Labeled-object pointing entries
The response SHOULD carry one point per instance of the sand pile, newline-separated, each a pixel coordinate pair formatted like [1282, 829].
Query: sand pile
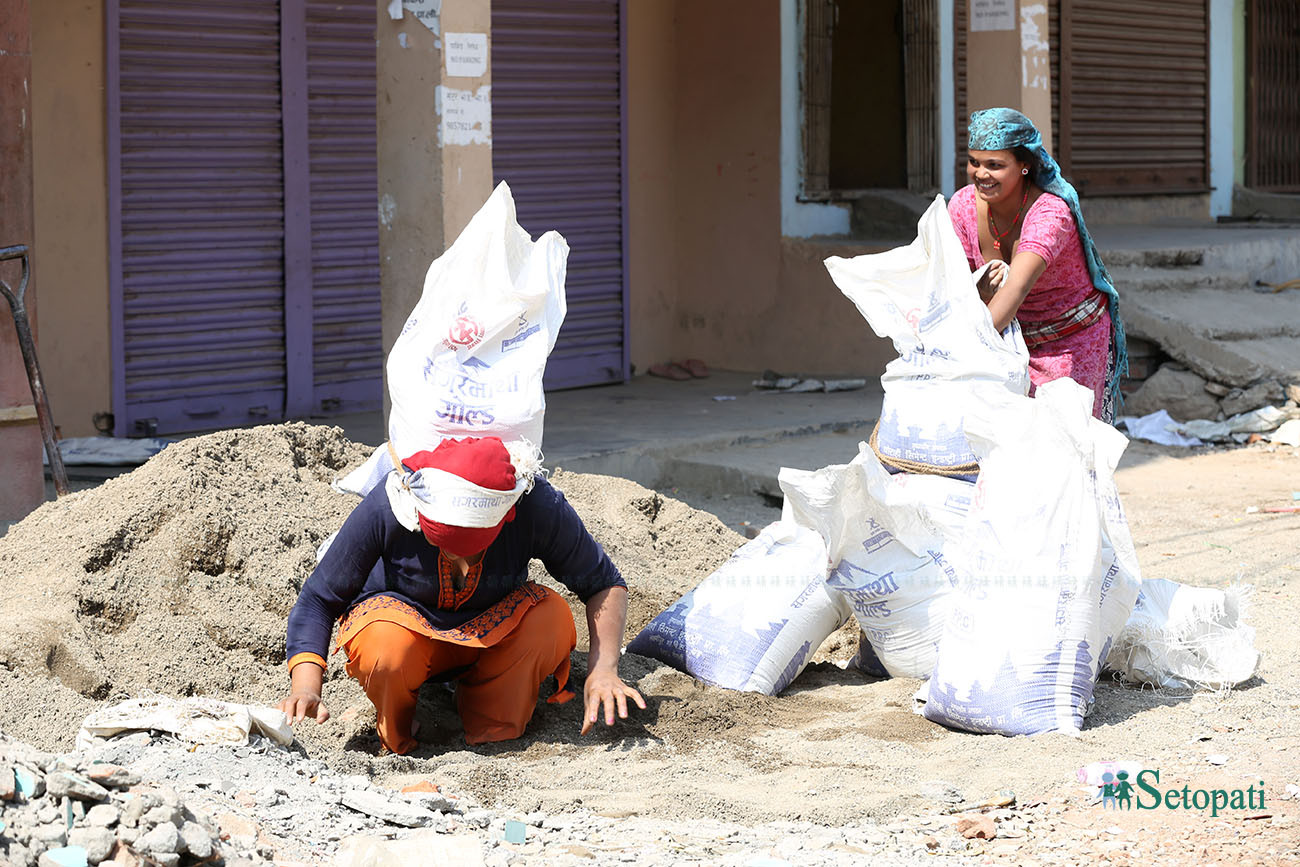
[178, 576]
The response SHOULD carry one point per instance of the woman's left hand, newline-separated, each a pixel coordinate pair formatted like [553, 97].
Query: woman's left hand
[605, 692]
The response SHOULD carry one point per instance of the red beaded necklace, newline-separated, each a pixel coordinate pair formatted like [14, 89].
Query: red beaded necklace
[992, 224]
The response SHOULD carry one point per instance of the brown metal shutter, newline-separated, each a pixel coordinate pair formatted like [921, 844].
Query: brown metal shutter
[960, 87]
[1273, 125]
[1135, 95]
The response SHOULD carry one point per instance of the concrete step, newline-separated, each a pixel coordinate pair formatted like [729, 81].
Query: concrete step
[1175, 280]
[1236, 313]
[1162, 258]
[753, 468]
[1197, 339]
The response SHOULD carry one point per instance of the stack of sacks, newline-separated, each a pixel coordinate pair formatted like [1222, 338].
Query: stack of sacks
[471, 356]
[922, 297]
[1047, 571]
[885, 536]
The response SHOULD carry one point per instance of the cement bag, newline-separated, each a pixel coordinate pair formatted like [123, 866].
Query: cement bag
[1187, 637]
[469, 359]
[923, 298]
[885, 537]
[1035, 605]
[755, 621]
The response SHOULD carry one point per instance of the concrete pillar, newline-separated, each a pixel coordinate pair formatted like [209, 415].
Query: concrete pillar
[22, 482]
[434, 139]
[466, 112]
[1008, 59]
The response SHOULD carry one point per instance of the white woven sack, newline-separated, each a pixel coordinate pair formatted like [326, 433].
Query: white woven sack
[885, 537]
[471, 356]
[757, 620]
[923, 298]
[1187, 637]
[1036, 606]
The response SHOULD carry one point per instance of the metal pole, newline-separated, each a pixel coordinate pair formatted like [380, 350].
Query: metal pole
[29, 355]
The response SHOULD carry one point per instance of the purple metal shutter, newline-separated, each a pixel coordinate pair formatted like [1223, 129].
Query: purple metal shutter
[347, 354]
[196, 216]
[558, 139]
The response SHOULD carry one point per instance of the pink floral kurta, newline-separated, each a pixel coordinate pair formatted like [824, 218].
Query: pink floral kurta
[1049, 232]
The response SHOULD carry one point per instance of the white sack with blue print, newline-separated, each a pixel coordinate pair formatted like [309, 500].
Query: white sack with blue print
[885, 537]
[1047, 572]
[757, 620]
[923, 298]
[471, 356]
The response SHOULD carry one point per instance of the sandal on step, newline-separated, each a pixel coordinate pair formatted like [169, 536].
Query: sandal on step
[696, 368]
[670, 371]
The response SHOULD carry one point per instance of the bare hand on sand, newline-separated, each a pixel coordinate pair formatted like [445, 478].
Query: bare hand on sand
[304, 694]
[605, 689]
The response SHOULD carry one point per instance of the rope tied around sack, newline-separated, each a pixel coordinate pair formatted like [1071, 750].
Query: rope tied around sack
[970, 468]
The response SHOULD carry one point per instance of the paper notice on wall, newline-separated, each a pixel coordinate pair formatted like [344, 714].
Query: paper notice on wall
[428, 12]
[466, 53]
[992, 14]
[464, 116]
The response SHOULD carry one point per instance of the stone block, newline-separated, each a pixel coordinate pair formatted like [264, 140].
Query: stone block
[98, 842]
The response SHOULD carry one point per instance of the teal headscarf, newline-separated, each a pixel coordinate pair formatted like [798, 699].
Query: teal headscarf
[1004, 129]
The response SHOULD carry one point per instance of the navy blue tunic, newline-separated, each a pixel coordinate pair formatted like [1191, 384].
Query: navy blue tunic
[373, 554]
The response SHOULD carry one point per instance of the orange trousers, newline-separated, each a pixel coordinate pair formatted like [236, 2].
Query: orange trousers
[495, 697]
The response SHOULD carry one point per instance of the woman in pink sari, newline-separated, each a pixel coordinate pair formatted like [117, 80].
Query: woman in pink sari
[1023, 217]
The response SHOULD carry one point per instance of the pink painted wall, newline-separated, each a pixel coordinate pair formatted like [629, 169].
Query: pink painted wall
[22, 485]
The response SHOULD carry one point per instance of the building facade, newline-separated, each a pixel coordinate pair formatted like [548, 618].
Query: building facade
[234, 204]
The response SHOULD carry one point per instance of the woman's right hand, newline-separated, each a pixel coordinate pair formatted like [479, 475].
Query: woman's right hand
[992, 280]
[304, 694]
[300, 706]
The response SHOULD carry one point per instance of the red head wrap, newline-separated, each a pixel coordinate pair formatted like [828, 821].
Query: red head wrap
[480, 460]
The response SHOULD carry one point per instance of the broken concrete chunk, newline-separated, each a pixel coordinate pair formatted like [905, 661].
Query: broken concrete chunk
[133, 811]
[64, 857]
[239, 831]
[103, 815]
[98, 842]
[112, 776]
[1181, 393]
[976, 828]
[164, 814]
[29, 784]
[391, 811]
[74, 785]
[51, 835]
[1261, 394]
[434, 801]
[195, 840]
[164, 840]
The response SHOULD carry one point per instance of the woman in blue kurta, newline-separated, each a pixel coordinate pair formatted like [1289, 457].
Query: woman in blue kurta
[429, 577]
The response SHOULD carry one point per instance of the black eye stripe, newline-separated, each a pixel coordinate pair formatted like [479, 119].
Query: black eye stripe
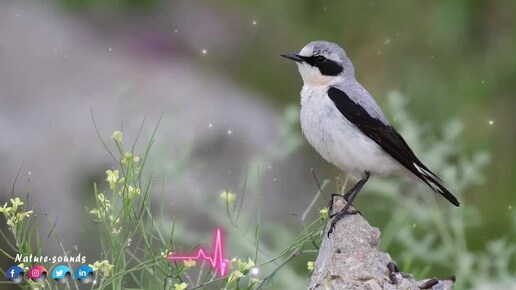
[327, 67]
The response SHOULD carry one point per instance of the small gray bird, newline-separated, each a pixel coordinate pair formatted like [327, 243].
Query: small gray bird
[345, 125]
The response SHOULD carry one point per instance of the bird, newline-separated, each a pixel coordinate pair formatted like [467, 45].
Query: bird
[345, 125]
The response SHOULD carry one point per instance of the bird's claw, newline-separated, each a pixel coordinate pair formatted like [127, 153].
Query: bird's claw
[338, 216]
[330, 204]
[394, 272]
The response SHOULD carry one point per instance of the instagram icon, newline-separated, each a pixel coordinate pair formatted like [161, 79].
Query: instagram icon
[37, 273]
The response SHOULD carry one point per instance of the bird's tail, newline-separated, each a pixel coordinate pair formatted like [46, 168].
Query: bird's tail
[430, 179]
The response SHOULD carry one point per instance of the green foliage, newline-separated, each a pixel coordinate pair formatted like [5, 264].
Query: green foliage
[423, 232]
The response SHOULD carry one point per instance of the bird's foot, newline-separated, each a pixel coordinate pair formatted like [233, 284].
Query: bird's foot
[394, 271]
[338, 216]
[330, 204]
[395, 275]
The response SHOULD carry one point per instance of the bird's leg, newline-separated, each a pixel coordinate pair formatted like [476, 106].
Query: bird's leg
[345, 196]
[352, 195]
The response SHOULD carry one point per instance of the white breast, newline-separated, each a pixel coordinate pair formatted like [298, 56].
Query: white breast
[339, 141]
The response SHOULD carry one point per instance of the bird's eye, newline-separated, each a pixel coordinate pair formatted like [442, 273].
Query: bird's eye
[320, 58]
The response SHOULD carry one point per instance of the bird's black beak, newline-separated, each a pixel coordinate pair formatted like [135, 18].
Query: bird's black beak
[292, 56]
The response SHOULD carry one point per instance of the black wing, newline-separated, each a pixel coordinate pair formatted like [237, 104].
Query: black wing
[388, 139]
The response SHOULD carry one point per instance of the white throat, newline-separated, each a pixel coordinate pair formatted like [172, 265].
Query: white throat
[312, 76]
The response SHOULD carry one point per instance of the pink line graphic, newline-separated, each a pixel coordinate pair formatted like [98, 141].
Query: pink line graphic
[217, 260]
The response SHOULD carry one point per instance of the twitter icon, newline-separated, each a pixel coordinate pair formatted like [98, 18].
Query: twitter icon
[61, 273]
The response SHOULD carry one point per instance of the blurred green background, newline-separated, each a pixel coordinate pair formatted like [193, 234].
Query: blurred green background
[451, 59]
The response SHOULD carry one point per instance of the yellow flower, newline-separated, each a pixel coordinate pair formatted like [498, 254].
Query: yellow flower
[129, 158]
[229, 198]
[189, 263]
[6, 210]
[324, 214]
[181, 286]
[235, 276]
[117, 136]
[132, 192]
[21, 215]
[112, 178]
[310, 266]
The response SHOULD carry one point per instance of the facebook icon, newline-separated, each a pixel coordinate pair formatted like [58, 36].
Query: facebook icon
[15, 274]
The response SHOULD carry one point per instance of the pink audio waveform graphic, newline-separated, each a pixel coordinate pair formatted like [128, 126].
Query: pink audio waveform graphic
[216, 260]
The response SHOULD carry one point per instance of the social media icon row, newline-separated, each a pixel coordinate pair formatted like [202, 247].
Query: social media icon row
[61, 274]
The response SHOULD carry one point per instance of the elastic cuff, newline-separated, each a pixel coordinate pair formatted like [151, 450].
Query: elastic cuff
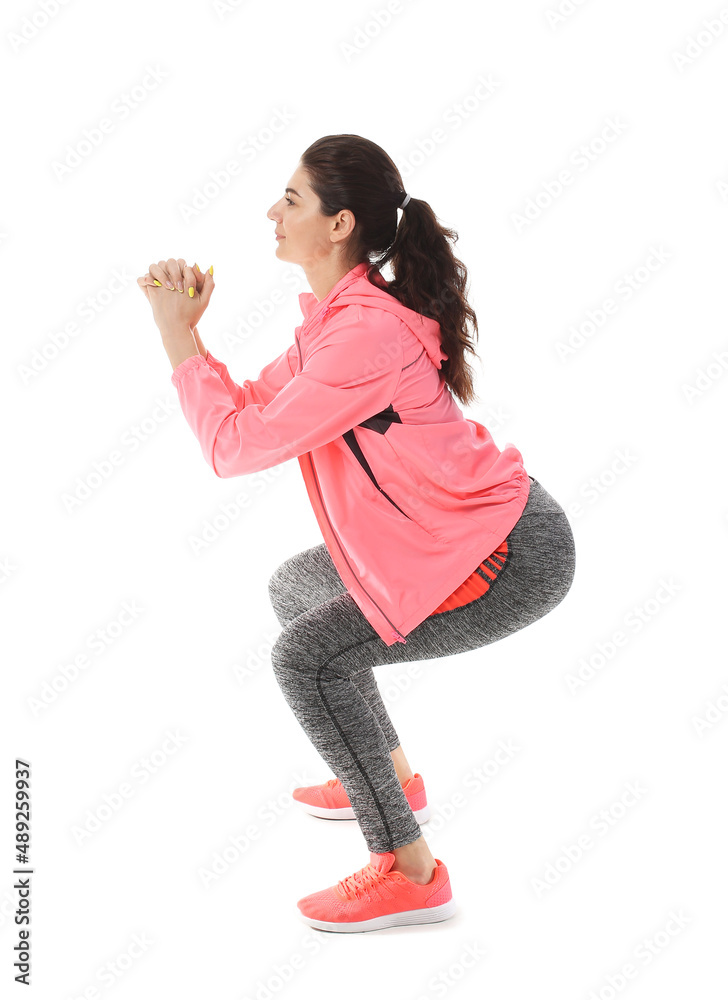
[188, 365]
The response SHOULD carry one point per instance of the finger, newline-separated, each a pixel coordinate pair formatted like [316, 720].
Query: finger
[207, 289]
[174, 270]
[199, 275]
[159, 271]
[190, 282]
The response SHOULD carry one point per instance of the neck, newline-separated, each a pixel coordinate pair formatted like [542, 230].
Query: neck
[323, 275]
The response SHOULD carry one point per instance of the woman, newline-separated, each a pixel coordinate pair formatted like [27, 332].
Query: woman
[435, 541]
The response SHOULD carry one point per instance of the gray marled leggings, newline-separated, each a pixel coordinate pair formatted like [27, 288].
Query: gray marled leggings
[324, 656]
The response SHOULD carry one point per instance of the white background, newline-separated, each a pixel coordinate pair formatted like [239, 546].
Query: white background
[648, 384]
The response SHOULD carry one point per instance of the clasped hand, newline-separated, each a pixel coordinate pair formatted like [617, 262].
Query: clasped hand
[181, 305]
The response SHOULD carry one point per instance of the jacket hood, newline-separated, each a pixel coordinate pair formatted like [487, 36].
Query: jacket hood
[355, 288]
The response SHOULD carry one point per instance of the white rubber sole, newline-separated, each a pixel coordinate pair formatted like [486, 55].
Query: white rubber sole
[429, 915]
[421, 815]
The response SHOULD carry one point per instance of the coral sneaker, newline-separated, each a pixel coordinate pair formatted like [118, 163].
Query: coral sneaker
[330, 801]
[378, 896]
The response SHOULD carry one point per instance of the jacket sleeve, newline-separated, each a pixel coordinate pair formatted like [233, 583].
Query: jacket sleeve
[351, 373]
[263, 389]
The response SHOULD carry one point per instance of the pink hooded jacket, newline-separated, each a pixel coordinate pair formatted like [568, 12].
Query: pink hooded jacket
[409, 494]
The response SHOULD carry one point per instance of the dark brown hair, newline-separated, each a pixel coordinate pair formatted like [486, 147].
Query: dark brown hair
[348, 171]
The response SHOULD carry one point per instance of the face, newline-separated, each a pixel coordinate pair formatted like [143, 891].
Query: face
[309, 238]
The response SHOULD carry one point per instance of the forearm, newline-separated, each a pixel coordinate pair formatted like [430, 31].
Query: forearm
[180, 343]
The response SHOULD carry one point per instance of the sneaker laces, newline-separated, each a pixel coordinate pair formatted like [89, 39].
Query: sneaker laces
[366, 878]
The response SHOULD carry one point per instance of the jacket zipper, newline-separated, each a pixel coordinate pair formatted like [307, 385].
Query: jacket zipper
[350, 438]
[397, 635]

*TASK REQUIREMENTS*: Take the line that contains "like [568, 12]." and every line after it through the end of the listing above, and repeat them exactly.

*EXERCISE RESULT*:
The response SHOULD carry one point per instance of the pink hooded jacket, newline-separated, each a pixel coordinate pair formatted like [568, 12].
Query: pink hooded jacket
[409, 494]
The response SHOULD carry one point per instance of the dark brown hair, newline-separated, each a pixel coordinate pair formatted like [486, 147].
Query: dark brown hair
[348, 171]
The response SHOULD carry one point per instance of the face, newline-separated, each a pixel coordinate pair formatted like [143, 891].
Query: face
[309, 238]
The response SHOULD carry one point per instance of the forearm, newline-separated, each a pixel coordinate pair formatted like [430, 31].
Query: forearm
[180, 343]
The response SHOULD carry one point per instance of the sneaker laces, newline-separated, each a pixel coordinate pair formatted like [89, 39].
Query: sneaker laces
[366, 878]
The response SHOULD carry one point per instance of the jacket zipper, newline-separated, each a pixel coordinate pair formatted like [307, 385].
Query: jacket zipper
[350, 438]
[397, 635]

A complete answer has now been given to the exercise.